(Records)
------

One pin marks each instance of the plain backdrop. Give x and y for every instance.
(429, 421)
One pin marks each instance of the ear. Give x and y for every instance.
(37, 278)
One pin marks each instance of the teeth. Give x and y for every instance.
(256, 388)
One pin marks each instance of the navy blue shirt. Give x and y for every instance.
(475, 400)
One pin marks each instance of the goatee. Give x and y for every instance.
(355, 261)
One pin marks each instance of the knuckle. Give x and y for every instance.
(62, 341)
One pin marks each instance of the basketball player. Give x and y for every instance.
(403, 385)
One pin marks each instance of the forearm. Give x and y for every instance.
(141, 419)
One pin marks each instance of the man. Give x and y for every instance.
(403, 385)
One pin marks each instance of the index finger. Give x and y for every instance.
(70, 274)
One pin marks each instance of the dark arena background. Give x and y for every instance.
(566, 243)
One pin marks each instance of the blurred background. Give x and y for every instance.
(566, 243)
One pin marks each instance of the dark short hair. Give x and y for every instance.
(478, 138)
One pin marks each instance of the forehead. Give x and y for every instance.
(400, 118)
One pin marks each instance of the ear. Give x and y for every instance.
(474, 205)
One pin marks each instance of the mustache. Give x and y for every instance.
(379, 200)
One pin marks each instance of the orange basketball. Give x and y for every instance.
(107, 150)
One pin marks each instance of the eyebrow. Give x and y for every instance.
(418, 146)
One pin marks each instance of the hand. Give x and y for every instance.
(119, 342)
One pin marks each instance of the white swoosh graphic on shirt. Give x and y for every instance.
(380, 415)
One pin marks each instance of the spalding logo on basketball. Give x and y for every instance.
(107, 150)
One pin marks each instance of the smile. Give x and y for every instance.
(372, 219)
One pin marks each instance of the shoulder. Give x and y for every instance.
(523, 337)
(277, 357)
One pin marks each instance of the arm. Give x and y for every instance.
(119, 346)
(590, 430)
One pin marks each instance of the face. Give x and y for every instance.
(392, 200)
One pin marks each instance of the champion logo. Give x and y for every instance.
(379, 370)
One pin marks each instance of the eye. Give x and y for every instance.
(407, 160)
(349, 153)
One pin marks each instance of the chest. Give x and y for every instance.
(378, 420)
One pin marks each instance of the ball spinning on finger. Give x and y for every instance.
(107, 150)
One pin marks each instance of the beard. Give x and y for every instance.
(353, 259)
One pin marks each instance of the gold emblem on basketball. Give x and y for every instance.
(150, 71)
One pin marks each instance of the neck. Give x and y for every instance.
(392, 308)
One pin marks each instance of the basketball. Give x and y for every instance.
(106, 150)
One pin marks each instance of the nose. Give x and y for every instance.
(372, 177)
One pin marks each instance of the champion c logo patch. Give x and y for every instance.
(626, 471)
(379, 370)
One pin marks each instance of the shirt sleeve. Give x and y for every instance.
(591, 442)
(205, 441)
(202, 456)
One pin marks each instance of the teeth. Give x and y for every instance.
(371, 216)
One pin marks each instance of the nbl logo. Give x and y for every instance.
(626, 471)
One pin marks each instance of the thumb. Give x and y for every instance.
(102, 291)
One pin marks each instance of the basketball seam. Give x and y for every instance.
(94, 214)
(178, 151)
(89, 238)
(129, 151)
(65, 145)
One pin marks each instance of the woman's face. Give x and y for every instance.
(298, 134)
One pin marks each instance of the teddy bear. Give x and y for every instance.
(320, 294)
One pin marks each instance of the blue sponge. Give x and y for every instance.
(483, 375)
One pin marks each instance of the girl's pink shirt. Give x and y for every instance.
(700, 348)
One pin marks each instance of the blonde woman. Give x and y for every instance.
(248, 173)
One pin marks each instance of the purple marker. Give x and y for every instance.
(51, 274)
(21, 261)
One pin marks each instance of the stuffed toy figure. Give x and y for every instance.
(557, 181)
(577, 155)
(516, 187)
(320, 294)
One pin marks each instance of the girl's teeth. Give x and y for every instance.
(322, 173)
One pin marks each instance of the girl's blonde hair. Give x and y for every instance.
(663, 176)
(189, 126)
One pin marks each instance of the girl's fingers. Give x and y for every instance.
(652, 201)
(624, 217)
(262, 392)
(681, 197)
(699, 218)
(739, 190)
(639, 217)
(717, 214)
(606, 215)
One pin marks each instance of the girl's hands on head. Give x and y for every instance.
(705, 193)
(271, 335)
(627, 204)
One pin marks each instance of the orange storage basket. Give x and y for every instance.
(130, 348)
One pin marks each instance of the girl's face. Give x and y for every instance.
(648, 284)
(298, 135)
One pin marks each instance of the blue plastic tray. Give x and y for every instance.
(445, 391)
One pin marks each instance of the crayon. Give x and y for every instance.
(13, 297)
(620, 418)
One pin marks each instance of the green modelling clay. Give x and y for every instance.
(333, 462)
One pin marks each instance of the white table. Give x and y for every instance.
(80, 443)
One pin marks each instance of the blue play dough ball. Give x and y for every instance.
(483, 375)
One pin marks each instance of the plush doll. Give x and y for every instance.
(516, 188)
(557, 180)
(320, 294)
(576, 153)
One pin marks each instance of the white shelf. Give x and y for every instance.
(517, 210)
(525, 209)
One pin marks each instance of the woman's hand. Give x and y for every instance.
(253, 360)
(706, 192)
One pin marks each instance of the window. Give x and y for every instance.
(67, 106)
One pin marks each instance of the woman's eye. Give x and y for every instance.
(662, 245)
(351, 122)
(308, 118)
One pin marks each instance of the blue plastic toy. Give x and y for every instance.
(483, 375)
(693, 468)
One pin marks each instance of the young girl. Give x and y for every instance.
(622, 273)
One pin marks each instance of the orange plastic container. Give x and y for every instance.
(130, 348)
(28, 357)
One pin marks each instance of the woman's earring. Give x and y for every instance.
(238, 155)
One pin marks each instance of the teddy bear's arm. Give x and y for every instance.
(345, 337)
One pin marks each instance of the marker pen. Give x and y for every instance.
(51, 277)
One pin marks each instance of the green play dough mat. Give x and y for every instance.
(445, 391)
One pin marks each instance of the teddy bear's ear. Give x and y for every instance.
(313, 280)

------

• Set problem:
Write out all of the records once more, exactly.

• Written response:
One pin marks each instance of the plain backdrop. Give x and y for every instance.
(429, 421)
One pin marks each instance of the ear. Give x and y for every instance.
(37, 278)
One pin marks each instance of the teeth. Give x and y for every instance.
(256, 388)
One pin marks each instance of the navy blue shirt. Give x and y for every instance.
(475, 400)
One pin marks each instance of the goatee. Give x and y for every instance.
(355, 261)
One pin marks each instance of the knuckle. Give x and y for every instance.
(62, 341)
One pin marks each instance of the basketball player. Give x and y for every instance.
(403, 385)
One pin marks each instance of the forearm. Give x and y for every instance.
(141, 419)
One pin marks each instance of the man. Give x and y for every instance.
(403, 385)
One pin marks each instance of the index finger. Give x and y for every instance.
(70, 274)
One pin marks each instance of the dark arena background. Give x and y for every instance.
(566, 243)
One pin marks each instance of the blurred background. Give x and y for every instance.
(566, 243)
One pin marks each instance of the dark short hair. Give x and y for every instance.
(478, 138)
One pin marks each instance of the forehead. Give x and y for every instance.
(400, 118)
One pin marks each instance of the ear. Give x and y for every instance.
(474, 205)
One pin marks each instance of the mustache. Give x and y for every instance.
(379, 200)
One pin marks each instance of the orange basketball. Give x and y for every instance.
(107, 150)
One pin marks each instance of the eyebrow. Give x and y for every instance.
(418, 146)
One pin marks each instance of the hand. Give x and y for every instance.
(119, 342)
One pin marks each instance of the white swoosh graphic on shirt. Give x and y for every instance.
(380, 415)
One pin marks each instance of the spalding logo on basketball. Give x and y for every instance.
(107, 150)
One pin marks each instance of the smile. Give x and y for every instance.
(372, 219)
One pin marks each instance of the shoulder. Give x and y for every instance.
(523, 337)
(277, 357)
One pin marks each instance of the arm. Give x and y for every instance.
(119, 346)
(590, 430)
One pin marks each instance of the face. Give x and y for every instance.
(392, 200)
One pin marks each instance of the champion logo. Give x and y for every instance.
(379, 370)
One pin marks each instance of the eye. Give x and y for every instance.
(407, 160)
(349, 153)
One pin marks each instance of the chest. Give x and y for every instance.
(378, 420)
One pin marks each instance of the ball spinning on finger. Give x and y for every instance.
(107, 150)
One pin marks each instance of the beard. Give x and y for every instance.
(353, 259)
One pin marks each instance of the gold emblem on basketball. Give x and y for every instance.
(150, 71)
One pin marks each instance of the neck. Give x and y for every instance.
(392, 308)
One pin marks each instance of the basketball. Give x and y for every instance.
(106, 150)
One pin marks each instance of the nose. Give x and y for every instance.
(372, 177)
One pin marks each instance of the champion c logo patch. Give x and y for every instance.
(626, 471)
(379, 370)
One pin marks each instance of the shirt sleeve. Give x and y for every instance.
(591, 442)
(205, 441)
(202, 456)
One pin marks each instance of the teeth. Give x and y for every instance.
(371, 216)
One pin marks each instance of the nbl logo. Give x and y for every instance.
(626, 471)
One pin marks each instance of the thumb. Give x and y for every instance.
(102, 291)
One pin marks each instance of the basketball seam. Give x and y for every instance.
(94, 214)
(178, 151)
(89, 238)
(129, 151)
(65, 145)
One pin marks each instance of the woman's face. Give x and y for every instance.
(298, 134)
One pin marks each instance of the teddy bear. Give x and y for every instance.
(320, 294)
One pin marks each instance of the blue sponge. Give x and y for every instance.
(483, 375)
One pin marks each instance of the girl's pink shirt. Give x and y for every instance.
(700, 348)
One pin marks each instance of the blonde woman. Give x and y for every instance.
(248, 173)
One pin marks each instance of the purple marker. Give x and y for every instance.
(51, 274)
(21, 261)
One pin marks each instance of the stuffed toy figure. Give x and y for every instance.
(557, 181)
(577, 155)
(516, 187)
(320, 294)
One pin marks each instance of the girl's teeth. Give x and y for every instance.
(322, 173)
One pin marks each instance of the girl's blonde hair. Give x and y for every instance.
(663, 176)
(189, 126)
One pin marks each instance of the girl's fingers. Give x and y for every instance.
(652, 201)
(624, 217)
(262, 392)
(681, 197)
(699, 218)
(739, 190)
(639, 217)
(717, 214)
(606, 215)
One pin marks each instance of the girl's hands on head. Give x and y for every instance.
(705, 193)
(271, 335)
(627, 204)
One pin marks each instance of the orange storage basket. Give x and y for every instance.
(130, 348)
One pin marks each instance of the girl's face. Give x and y for every instance.
(648, 284)
(298, 135)
One pin marks each instance of the blue plastic tray. Give x and y for every instance.
(445, 391)
One pin marks each instance of the crayon. Give x and y for every instance.
(13, 297)
(620, 418)
One pin marks each instance of the green modelling clay. Give x and y for every instance.
(333, 462)
One pin marks each instance of the white table. Give x and y for every instance.
(80, 443)
One pin marks each instance of the blue play dough ball. Give x and y for every instance.
(483, 375)
One pin marks each instance of the plush doll. Give x and y for every instance.
(516, 188)
(557, 180)
(320, 294)
(576, 153)
One pin marks each instance of the white shelf. Give x and y for every instance.
(517, 210)
(525, 209)
One pin marks each instance of the woman's hand. Give x and y for every instance.
(253, 360)
(706, 192)
One pin marks each instance of the window. Give x and y for every instance.
(67, 106)
One pin marks each instance of the woman's eye. Give x and y for every instance.
(662, 245)
(351, 122)
(308, 118)
One pin marks each instance of the blue plastic toy. Give x and y for every instance.
(483, 375)
(693, 468)
One pin marks each instance of the young girl. Give x and y for every instance.
(622, 273)
One pin marks each instance of the orange plastic container. Give x and y for every instance.
(130, 348)
(28, 357)
One pin marks each instance of the woman's earring. Give x and y for every instance.
(238, 155)
One pin marks each instance of the teddy bear's arm. Give x and y for every instance.
(345, 337)
One pin marks each instance of the marker pen. Give x and y for every instance.
(51, 277)
One pin marks each instance of the green play dough mat. Give x and y for every instance.
(445, 391)
One pin marks each instance of the teddy bear's ear. Give x and y for every instance.
(313, 280)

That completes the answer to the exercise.